Required work: Starting at the line that contains "Target: wooden trowel handle" and ending at the last of the entries, copy those lines again with "sample" swapped for "model" and everything else left the same.

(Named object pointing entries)
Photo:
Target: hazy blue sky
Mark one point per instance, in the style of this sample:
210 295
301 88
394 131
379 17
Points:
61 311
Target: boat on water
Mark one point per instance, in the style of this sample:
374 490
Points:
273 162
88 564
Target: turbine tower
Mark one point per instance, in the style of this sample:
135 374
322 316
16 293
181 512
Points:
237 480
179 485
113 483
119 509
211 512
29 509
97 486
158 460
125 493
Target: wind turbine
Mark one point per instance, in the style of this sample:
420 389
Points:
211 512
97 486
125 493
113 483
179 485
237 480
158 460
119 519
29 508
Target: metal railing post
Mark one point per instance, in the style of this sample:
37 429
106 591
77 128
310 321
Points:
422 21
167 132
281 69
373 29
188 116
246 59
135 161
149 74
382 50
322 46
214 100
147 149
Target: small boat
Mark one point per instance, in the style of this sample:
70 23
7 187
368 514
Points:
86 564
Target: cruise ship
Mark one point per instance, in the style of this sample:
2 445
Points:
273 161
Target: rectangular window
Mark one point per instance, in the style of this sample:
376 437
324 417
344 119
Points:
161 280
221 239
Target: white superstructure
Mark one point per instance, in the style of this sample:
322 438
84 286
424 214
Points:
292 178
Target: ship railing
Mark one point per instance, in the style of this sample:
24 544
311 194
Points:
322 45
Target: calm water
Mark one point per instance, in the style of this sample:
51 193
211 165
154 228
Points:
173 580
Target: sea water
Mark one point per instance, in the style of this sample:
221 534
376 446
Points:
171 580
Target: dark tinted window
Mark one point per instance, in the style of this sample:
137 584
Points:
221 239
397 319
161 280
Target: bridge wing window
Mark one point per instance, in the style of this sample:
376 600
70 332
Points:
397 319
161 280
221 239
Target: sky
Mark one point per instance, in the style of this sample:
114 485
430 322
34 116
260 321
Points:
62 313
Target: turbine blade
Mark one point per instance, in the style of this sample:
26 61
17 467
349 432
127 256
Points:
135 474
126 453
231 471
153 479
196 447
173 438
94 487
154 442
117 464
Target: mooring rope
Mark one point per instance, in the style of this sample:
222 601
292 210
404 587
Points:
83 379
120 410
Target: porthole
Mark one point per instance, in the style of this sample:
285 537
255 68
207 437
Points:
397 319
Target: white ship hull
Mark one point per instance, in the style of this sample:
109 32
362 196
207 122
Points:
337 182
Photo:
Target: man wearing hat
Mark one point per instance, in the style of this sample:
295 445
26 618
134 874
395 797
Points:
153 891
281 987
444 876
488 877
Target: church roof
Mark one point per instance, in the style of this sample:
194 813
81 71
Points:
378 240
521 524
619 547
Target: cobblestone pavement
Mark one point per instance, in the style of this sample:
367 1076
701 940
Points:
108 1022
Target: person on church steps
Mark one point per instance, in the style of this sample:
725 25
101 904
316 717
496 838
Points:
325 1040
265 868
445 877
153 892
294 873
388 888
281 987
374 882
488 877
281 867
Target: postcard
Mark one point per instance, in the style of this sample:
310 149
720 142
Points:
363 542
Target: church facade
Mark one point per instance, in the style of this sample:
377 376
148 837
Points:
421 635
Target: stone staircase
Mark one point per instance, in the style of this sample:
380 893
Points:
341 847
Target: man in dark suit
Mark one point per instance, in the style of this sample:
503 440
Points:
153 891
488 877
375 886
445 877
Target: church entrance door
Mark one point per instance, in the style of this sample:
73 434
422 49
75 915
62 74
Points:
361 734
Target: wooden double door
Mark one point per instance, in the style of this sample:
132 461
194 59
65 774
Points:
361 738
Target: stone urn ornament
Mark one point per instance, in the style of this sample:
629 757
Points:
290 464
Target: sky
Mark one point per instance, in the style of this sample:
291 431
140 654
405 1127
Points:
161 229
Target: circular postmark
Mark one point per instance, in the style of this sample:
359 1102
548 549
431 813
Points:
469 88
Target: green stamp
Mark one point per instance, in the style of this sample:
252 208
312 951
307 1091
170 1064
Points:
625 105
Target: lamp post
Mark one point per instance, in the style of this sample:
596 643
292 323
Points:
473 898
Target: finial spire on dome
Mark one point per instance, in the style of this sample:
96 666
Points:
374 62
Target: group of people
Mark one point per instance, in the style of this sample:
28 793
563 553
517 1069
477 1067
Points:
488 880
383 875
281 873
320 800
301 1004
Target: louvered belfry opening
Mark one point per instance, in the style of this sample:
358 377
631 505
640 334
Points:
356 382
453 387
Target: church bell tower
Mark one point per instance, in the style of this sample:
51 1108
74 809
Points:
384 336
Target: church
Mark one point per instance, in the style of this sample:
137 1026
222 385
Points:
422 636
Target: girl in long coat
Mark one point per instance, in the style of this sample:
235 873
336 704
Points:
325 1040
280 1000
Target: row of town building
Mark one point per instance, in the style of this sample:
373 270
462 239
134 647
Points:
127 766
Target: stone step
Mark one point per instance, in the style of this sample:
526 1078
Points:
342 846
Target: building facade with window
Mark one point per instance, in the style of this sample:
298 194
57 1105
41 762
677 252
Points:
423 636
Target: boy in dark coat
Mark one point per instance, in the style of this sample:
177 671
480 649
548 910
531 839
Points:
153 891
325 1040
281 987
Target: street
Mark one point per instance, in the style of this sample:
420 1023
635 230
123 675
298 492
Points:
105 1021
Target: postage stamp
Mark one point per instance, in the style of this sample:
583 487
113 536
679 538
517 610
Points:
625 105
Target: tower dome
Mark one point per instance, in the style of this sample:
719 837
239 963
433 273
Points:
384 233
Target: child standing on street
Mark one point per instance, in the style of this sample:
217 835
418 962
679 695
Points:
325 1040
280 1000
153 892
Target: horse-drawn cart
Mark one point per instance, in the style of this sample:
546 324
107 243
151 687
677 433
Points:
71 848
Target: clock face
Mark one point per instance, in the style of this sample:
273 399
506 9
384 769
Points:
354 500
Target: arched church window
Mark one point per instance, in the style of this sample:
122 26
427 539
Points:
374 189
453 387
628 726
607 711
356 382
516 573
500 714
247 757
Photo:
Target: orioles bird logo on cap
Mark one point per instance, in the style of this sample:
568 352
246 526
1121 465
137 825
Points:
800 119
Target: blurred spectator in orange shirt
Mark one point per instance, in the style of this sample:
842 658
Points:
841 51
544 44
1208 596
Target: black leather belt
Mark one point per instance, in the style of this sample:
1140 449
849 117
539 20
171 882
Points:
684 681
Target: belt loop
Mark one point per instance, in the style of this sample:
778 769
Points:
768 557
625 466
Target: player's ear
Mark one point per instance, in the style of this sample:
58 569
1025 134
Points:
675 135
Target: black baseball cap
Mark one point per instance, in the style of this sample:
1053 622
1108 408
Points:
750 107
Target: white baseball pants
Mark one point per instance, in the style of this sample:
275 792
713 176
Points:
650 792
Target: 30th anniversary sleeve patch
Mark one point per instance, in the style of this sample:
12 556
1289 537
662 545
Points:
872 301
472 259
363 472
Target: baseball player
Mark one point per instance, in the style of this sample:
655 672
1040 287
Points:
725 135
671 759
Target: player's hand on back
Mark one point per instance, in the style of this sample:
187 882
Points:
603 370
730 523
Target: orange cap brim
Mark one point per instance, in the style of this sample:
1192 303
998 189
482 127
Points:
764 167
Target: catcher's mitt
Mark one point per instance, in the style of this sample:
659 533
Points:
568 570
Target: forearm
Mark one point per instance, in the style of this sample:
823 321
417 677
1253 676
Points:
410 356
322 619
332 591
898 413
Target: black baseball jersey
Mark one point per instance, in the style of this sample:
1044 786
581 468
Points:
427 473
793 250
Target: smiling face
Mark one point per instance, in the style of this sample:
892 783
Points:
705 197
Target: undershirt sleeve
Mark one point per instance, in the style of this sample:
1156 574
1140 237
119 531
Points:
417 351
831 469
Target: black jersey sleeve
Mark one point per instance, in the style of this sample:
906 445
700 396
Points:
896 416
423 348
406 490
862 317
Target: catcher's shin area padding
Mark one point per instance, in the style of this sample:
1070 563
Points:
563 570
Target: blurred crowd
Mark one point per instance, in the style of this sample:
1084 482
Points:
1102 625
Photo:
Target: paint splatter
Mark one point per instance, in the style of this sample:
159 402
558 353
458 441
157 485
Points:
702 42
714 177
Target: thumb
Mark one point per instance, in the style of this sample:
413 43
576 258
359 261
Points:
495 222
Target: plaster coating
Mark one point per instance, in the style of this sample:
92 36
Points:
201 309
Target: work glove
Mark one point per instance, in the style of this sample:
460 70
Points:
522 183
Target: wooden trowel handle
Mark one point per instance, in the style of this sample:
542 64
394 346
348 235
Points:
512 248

Result of the task:
Target: wooden trowel handle
Mark one point per instance, in the style of this model:
542 64
394 346
348 235
Points:
512 248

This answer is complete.